:: PAGE EXTRACT

Monday, August 13, 2012

Chiropractic and C-Sections


1.2 million women undergo cesarean sections each year, according to the website today.msnbc.com. I was one of those women. Chiropractic helped me to recover.

In the case of an emergency c-section, mothers often labor for hours, well past the point of mental and physical exhaustion. A laboring woman’s body is intent on one thing only: pushing out a baby at all costs. A natural birth is tiring by itself. Afterward, a new mother has to go through what amounts to withdrawals of pregnancy hormones that are no longer pumping through her. She is still experiencing uterine contractions, so that it can shrink down to non-pregnancy size. Her metabolism is ramped into overtime still, so that she can heal her body while producing milk for her baby.

A c-section adds two layers of extra difficulty of healing for a new mother. One layer is drugs; the human body has to expend lots of energy to break down, filter, and flush out foreign toxins. Many pain killers are essentially neurotoxins; they stop nerves from perceiving signals, and so pain messages no longer reach the brain. The second layer of complication for the recovering mother is the c-section itself; cutting open several layers of skin, connective tissue, and thick abdominal muscle is major surgery.

::::
:: SOURCE MATERIAL

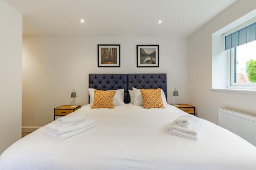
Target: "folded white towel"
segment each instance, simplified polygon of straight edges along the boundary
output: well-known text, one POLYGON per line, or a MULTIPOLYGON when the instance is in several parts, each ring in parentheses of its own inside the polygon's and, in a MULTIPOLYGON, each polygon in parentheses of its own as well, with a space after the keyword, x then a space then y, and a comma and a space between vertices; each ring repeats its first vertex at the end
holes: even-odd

::::

**EXERCISE REQUIREMENTS:**
**1)** Answer from the c-section post:
(a) How many women undergo cesarean sections each year, according to the website it cites?
(b) What does it say many pain killers essentially are?
(c) What are the two layers of extra difficulty that a c-section adds?
**2)** Please write the next few paragraphs of the c-section post, starting after its last sentence.
The lines have no role in this exercise.

**RESPONSES BY TASK:**
**1)**
(a) 1.2 million.
(b) Neurotoxins.
(c) Drugs, and the c-section itself.

**2)**
The amazing thing about all this is that thousands of women go through this process, and heal beautifully. The human body has an amazing capacity to heal. Let me tell you how chiropractic helped me. After my own c-section, detoxing and hormonal changes, my body was still regaining strength. My core (consisting of major muscle groups in the central body—abs, postural back muscles, even thighs) was very weak; my abdominal muscles had been stretched thin by a growing baby boy, and then cut open. What I didn’t realize was that I was not able to even walk upright; all my concentration was given to just walking and taking care of my son. My dad took one look at me and knew I needed a chiropractic adjustment. He put me in what is called a “knee-chest” position, braced my weak belly with one hand, and adjusted my severely subluxated spine with the other hand. It was not a move taught in most chiropractic colleges; it was one perfected after forty years of experience for him.

I stood up straight immediately. Restoring the mechanical function and nerve communication pushed me days ahead in healing capacity. Although I am a chiropractor myself, I was amazed at the transformation. Because my body had been through a trauma, I made sure I was adjusted often after that. A couple of adjustments a week became once weekly, which became my regular schedule of one to two adjustments per month.